Put the rows below into a Markdown table with the columns Index and Content. Include only the part that opens with the line containing "Indicate the dried" and closes with the line containing "[(330, 201)]". Number each line in Index, place the line itself in Content, and leave out blank lines.

Data provided:
----------

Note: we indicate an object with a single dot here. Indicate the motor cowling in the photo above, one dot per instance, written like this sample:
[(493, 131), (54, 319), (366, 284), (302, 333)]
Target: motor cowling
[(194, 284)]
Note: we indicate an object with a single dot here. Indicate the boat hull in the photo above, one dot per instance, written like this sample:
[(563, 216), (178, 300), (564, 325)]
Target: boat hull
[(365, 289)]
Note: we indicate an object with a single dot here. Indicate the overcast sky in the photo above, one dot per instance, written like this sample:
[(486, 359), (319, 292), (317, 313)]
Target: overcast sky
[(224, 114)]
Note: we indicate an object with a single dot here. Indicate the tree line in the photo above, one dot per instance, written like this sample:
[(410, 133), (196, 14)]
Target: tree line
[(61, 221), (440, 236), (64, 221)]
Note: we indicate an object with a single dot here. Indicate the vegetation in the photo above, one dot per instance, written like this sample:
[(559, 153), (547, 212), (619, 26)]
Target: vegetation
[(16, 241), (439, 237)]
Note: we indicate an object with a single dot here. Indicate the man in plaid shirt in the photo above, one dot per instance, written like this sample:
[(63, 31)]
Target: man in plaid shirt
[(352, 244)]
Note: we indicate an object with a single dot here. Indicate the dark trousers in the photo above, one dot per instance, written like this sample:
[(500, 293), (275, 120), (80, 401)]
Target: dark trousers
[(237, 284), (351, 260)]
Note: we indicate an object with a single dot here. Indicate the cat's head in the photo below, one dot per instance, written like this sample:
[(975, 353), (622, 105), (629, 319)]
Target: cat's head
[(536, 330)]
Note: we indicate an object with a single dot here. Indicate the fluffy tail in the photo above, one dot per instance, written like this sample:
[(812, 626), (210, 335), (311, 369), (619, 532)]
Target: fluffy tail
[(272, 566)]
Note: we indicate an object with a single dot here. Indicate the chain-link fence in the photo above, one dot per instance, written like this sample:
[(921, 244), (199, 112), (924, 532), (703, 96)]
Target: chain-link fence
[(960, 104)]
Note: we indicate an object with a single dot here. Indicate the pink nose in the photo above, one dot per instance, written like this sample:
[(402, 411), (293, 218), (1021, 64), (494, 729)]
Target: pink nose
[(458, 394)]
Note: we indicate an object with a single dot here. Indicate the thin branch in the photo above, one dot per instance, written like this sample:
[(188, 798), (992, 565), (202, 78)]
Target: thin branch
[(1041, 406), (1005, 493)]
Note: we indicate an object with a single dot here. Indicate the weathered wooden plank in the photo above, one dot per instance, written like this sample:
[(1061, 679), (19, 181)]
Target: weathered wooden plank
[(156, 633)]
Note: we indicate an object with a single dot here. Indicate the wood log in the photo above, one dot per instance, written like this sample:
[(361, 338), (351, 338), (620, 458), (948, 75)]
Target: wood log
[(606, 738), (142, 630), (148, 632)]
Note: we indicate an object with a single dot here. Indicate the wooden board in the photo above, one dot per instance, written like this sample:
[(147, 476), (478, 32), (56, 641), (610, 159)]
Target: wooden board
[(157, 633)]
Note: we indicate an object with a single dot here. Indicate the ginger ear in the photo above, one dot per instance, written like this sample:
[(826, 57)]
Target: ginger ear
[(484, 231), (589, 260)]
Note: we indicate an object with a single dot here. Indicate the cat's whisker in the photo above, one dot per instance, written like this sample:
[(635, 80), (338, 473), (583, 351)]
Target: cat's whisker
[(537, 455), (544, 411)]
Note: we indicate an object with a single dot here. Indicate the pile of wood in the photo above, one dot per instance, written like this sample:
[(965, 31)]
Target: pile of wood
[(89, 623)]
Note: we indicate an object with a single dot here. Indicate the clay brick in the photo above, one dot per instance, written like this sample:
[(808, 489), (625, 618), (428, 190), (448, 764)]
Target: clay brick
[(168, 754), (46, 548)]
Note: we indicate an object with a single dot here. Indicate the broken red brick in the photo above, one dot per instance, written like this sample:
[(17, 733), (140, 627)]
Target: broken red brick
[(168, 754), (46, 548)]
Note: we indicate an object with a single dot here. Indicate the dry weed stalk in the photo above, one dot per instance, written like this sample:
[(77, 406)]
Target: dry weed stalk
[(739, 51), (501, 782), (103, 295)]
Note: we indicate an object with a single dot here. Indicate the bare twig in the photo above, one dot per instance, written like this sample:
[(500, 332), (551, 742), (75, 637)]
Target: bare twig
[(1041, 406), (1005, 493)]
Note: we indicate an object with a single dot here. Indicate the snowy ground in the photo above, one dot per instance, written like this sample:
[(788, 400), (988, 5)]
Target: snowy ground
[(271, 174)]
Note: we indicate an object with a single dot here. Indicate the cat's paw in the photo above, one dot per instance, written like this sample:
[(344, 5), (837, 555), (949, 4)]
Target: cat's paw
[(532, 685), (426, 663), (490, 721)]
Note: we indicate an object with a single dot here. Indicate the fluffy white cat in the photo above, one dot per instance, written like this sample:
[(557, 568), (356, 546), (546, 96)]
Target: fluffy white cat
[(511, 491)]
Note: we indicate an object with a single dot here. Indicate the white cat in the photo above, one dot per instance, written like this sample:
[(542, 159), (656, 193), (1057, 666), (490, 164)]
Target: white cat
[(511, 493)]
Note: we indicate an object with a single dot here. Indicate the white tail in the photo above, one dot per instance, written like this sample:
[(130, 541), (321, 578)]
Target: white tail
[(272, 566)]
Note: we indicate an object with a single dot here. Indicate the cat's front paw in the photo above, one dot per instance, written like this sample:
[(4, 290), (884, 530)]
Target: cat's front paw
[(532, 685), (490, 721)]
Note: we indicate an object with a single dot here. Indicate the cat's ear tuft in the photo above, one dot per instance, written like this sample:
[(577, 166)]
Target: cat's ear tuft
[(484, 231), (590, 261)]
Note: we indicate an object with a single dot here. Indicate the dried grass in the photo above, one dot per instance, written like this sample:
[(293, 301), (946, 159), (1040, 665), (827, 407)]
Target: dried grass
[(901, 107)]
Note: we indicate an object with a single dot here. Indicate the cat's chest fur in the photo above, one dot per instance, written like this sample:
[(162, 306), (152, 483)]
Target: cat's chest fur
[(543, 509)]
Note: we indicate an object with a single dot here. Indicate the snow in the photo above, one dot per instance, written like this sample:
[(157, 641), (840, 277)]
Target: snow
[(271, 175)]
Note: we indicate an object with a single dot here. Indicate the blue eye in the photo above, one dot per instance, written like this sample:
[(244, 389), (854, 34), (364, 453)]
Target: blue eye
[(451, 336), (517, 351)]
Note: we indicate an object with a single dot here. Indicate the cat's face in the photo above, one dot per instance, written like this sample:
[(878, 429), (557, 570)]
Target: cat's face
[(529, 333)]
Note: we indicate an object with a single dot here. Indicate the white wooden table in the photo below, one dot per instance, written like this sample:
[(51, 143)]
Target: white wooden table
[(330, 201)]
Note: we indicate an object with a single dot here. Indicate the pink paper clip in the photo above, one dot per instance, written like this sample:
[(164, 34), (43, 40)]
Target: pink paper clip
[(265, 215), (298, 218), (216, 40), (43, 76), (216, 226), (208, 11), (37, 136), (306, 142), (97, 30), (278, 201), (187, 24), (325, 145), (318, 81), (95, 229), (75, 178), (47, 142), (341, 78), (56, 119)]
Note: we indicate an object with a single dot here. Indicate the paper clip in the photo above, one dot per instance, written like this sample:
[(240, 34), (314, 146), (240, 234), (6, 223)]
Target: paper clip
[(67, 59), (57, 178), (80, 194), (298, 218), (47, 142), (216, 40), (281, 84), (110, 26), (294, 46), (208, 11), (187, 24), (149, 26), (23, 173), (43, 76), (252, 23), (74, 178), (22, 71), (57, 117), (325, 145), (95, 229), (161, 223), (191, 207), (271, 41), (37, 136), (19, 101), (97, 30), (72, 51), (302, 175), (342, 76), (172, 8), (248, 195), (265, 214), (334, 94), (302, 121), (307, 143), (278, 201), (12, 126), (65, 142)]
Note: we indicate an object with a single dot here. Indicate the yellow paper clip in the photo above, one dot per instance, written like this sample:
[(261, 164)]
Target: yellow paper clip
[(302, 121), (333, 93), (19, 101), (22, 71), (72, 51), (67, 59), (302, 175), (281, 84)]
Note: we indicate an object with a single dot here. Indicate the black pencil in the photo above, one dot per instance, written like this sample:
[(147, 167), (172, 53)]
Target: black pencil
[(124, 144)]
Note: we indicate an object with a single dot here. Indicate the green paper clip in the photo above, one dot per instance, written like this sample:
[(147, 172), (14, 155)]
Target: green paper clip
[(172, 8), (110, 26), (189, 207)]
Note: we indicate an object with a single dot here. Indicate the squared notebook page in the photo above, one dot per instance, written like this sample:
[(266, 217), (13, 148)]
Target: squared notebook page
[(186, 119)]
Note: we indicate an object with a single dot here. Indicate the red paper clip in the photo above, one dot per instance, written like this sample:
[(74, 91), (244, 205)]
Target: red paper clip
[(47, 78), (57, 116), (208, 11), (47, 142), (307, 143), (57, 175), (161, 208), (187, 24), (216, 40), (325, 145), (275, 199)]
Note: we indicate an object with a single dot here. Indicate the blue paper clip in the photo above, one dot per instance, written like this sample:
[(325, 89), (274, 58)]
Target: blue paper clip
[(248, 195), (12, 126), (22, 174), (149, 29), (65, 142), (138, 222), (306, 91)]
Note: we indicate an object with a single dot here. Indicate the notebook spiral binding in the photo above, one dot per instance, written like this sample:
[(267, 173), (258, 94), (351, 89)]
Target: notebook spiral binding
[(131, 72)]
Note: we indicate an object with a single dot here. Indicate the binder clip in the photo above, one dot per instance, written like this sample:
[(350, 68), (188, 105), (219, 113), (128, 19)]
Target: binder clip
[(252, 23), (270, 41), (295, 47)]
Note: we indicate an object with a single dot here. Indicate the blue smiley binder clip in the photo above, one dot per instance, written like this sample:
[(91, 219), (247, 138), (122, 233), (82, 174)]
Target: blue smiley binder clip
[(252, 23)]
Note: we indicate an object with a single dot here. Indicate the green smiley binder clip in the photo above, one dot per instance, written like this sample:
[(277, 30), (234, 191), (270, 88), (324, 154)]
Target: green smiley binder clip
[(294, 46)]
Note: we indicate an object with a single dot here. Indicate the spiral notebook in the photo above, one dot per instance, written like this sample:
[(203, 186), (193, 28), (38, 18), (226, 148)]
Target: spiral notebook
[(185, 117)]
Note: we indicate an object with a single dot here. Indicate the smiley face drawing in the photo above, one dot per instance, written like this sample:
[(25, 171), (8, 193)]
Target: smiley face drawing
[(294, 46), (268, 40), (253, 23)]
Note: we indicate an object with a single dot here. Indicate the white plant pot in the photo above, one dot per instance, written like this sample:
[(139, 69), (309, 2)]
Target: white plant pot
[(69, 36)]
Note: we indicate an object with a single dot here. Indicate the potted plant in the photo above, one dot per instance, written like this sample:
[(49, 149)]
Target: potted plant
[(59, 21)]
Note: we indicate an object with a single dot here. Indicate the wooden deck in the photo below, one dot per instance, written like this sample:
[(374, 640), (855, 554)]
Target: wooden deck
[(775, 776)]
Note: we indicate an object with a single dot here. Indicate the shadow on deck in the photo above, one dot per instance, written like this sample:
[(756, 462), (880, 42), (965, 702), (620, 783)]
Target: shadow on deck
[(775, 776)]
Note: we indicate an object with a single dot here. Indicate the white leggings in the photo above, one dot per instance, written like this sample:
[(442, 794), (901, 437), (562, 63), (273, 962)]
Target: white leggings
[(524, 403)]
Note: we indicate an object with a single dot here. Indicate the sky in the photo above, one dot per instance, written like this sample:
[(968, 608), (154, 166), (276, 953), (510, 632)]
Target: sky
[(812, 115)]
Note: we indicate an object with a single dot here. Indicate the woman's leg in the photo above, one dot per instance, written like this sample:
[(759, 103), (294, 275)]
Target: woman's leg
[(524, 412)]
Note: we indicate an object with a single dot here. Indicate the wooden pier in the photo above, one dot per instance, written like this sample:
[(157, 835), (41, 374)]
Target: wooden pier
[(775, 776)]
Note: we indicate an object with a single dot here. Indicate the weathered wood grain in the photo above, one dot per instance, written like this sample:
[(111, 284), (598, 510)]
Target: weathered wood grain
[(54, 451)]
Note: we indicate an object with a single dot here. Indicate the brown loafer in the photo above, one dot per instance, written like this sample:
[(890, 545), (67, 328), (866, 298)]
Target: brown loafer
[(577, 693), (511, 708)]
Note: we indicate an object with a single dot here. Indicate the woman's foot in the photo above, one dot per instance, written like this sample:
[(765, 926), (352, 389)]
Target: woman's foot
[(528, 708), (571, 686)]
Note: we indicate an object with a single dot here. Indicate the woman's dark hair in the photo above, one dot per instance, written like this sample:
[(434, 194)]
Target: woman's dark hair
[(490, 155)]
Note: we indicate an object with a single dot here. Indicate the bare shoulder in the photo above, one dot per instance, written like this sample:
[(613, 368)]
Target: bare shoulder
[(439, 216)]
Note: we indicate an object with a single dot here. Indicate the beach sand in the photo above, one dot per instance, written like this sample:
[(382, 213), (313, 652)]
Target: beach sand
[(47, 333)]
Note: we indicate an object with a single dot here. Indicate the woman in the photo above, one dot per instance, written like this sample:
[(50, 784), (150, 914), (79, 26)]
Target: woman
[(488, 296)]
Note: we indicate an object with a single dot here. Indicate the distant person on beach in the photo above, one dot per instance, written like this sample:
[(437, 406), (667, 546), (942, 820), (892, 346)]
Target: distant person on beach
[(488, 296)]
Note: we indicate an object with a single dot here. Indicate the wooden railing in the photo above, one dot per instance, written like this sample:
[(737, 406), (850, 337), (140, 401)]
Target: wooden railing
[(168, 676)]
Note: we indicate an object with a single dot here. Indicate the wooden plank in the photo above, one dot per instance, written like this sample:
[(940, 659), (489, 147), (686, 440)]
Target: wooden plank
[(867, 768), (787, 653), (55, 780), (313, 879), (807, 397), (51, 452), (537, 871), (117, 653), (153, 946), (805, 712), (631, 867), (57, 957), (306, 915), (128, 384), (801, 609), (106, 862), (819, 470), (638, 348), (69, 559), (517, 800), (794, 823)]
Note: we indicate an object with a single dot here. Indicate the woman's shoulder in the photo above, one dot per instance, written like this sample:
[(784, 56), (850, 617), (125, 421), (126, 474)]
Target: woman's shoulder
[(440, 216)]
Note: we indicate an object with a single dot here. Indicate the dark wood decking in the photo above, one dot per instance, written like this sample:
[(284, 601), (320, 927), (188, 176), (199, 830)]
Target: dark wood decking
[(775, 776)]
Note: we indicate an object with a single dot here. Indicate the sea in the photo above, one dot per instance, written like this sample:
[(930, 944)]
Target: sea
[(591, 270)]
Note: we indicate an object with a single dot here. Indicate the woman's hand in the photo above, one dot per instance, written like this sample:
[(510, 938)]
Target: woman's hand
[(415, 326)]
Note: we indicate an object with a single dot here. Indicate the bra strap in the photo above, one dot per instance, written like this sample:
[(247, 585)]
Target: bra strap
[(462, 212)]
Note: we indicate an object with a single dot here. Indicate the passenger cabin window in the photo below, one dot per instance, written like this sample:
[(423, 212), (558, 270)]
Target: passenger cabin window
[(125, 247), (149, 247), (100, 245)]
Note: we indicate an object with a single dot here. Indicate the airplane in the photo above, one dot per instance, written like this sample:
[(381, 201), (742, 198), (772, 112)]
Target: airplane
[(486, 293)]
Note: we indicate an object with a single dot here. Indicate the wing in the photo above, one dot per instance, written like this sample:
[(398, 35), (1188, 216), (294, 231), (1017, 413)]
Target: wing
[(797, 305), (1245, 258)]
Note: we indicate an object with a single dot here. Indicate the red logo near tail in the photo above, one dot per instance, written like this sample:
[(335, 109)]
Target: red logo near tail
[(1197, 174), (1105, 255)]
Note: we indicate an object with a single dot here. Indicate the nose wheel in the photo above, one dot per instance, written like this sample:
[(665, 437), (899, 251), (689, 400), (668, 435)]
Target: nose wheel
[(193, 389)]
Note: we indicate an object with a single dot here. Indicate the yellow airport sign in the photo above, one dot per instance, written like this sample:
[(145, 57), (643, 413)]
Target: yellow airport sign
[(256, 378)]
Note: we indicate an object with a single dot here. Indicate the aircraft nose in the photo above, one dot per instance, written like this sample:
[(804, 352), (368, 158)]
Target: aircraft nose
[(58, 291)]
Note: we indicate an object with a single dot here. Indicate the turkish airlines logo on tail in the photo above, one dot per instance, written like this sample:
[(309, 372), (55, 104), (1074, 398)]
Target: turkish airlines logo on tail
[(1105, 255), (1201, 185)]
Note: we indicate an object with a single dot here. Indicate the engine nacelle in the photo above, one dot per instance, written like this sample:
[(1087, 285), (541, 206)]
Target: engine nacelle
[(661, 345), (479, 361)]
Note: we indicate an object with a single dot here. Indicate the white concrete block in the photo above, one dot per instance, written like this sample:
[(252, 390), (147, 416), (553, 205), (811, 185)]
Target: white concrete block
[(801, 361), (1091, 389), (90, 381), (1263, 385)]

----------

Answer:
| Index | Content |
|---|---|
| 1 | Note: we indicate an object with a single dot here. Indicate the dried grass in the photo above, one dot per instance, written like this sample: |
| 2 | [(293, 301), (946, 159), (1040, 665), (827, 407)] |
| 3 | Target: dried grass |
| 4 | [(901, 107)] |
| 5 | Note: we indicate an object with a single dot here. Indicate the cat's chest fur in the photo above, one dot per instance, written like this sample: |
| 6 | [(162, 306), (152, 483)] |
| 7 | Target: cat's chest fur |
| 8 | [(543, 509)] |
| 9 | Note: we indicate an object with a single dot here. Indicate the snow in the photo above, one dot per instance, written like this sample: |
| 10 | [(157, 641), (840, 277)] |
| 11 | Target: snow |
| 12 | [(271, 175)] |
| 13 | Note: we indicate an object with a single dot here. Indicate the blue eye in the photo above, one dot per instance, written like this sample: |
| 14 | [(244, 389), (854, 34), (364, 453)] |
| 15 | Target: blue eye |
| 16 | [(451, 336), (517, 351)] |
| 17 | Note: we indicate an object with a single dot here. Indicate the cat's face in the photo above, one dot per instance, written like this sample: |
| 18 | [(878, 429), (557, 570)] |
| 19 | Target: cat's face |
| 20 | [(529, 333)] |
| 21 | Note: we indicate an object with a single dot here. Indicate the white wooden table in the photo below, one dot per instance, written like this sample: |
| 22 | [(51, 143)] |
| 23 | Target: white wooden table |
| 24 | [(330, 201)] |